───── RECORDS PROVIDED ─────

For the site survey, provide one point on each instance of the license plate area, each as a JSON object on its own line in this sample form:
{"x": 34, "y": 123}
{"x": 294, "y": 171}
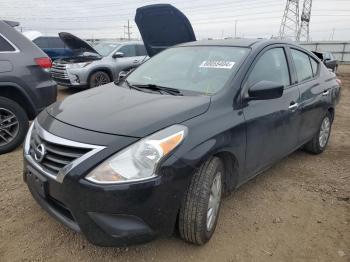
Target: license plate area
{"x": 37, "y": 181}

─────

Write out every line of the items above as a numbered list. Skip blank lines and leave out the pictures.

1. For the site survey, provide one point on each instance of the license plate area, each as a JSON object on its own line in this sample form:
2. {"x": 34, "y": 123}
3. {"x": 294, "y": 171}
4. Target: license plate area
5. {"x": 37, "y": 181}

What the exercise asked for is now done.